• _Document text_
— BEGIN —
# Audio out of sync with Video



## William_K_F (Apr 20, 2002)

Hello,

I have noticed that often with Dish I see that the audio program does not sync with the picture, as in the mouths of people talking do not match what I hear.

Have others noticed this problem? Is it only with the PVRs that this happens? Is Dish aware of the problem? Is it likely to be solved any time soon?

I find it distracting and wish it would get fixed.

Thanks.

-William


----------



## DarrellP (Apr 24, 2002)

Welcome to digital technology. This problem has been around since I first subbed back in early 97. It is still a big problem with OTA digital (off the air) and DBS. Sometimes changing the channel up and down will help re-sync the sound.


----------



## bobsupra (Jul 12, 2002)

Sometimes switching from HD to SD and back helps. When all else fails, power off, power on. Was a problem last nite for Soprano's solved by throwing a shoe at box (well I was thinking about it)

bobsupra


----------



## Tony S (Mar 28, 2002)

I haven't really seen this very often with my 501. I used to see this problem a lot with my old 4000 receiver. Usually, changing the channel and then re-selecting the original channel helps. (However, if you are recording, this really isn't an option).


----------



## HTguy (May 7, 2002)

I have encountered this a couple of times when playing a PVR event on the 501. I simple power cycle fixed it.


----------



## phillipsfamily (Oct 4, 2002)

William_K_F said:


> I have noticed that often with Dish I see that the audio program does not sync with the picture, as in the mouths of people talking do not match what I hear.
— END —
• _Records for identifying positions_
— BEGIN —
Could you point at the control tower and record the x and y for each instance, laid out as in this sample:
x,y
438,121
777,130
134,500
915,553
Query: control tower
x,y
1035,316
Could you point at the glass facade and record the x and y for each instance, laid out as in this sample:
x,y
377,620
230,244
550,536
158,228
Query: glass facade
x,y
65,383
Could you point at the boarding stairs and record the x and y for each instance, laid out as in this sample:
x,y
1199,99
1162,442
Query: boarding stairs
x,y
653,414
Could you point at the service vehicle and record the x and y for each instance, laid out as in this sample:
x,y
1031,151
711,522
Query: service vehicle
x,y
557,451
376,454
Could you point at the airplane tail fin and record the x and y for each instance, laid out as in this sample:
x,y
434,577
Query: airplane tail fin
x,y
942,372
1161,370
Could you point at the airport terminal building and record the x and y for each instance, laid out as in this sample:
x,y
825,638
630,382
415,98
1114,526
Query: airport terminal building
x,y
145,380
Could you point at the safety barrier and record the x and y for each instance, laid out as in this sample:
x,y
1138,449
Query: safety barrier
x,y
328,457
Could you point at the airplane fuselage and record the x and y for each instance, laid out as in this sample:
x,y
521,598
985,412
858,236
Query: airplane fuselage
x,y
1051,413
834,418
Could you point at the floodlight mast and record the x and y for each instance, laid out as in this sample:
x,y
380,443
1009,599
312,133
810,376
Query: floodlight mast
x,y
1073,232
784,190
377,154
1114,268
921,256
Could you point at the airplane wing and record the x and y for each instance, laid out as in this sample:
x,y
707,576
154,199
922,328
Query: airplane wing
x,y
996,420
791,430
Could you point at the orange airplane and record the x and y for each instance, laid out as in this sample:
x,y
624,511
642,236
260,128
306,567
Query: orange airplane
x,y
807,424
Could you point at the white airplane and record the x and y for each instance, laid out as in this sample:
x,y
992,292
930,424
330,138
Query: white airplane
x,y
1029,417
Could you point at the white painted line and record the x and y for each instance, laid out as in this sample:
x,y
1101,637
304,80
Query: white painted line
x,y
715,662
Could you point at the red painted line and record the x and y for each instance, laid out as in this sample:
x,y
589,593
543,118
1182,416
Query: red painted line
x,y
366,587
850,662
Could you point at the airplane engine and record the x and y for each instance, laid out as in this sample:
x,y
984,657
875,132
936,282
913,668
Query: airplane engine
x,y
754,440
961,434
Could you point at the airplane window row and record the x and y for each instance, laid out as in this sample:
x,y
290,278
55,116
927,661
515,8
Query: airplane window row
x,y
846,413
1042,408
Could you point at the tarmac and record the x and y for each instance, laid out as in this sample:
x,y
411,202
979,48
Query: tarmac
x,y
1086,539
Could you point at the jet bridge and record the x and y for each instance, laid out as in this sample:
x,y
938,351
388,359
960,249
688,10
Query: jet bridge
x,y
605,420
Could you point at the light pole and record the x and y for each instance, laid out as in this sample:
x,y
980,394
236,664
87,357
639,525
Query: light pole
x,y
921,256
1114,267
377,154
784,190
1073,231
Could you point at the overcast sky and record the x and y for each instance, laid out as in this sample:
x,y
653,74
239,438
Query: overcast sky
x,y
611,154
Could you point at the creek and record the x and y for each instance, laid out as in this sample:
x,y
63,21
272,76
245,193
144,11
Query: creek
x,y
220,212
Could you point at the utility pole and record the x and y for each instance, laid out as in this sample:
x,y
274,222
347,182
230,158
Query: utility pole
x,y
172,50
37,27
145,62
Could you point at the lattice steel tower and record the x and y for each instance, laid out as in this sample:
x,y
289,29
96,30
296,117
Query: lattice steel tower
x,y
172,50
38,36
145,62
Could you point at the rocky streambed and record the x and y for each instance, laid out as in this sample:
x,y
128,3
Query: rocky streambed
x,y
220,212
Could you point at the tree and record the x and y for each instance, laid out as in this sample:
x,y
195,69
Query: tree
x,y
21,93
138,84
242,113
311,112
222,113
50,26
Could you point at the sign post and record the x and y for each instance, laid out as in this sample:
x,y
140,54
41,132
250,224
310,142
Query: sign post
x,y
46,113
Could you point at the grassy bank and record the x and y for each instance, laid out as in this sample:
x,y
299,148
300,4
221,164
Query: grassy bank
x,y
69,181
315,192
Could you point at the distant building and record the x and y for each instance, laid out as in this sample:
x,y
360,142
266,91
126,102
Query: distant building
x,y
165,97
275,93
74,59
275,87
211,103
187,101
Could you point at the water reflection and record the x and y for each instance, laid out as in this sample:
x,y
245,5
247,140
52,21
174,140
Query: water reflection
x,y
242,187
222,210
— END —
• _Set tasks_
a: Translate this sentence from the thread on out-of-sync audio into Spanish: "Sometimes changing the channel up and down will help re-sync the sound."
b: Write what comes next in the thread on out-of-sync audio, picking up after its last line.

• _Responses per task_
a: A veces, cambiar el canal hacia arriba y hacia abajo ayuda a volver a sincronizar el sonido.

b:
I know this is an old thread, but I figured this was the best place for this comment.
I have a 501, and while this problem has been very rare for me, I still see it occasionally. In the old days I used to try changing channels and such before finally giving up and restarting the system. But this happened the other night and I realized I might have another trick up my sleeve that works better. Instead of restarting, I:

1) pressed the "Record" button (accept default menu option)
2) stopped the recording immediately
3) Presto! Problem gone. 

For some reason the audio/video sync problem is related to the recording feature and will go away by effectively resetting the recording status. Note that this is only when you aren't recording something to begin with.

This technique is actually much more applicable for resolving the black screen problem where only the current channel is visible and all others are black. I used to use it a lot before the 501 became more stable. Saved me a couple minutes each time.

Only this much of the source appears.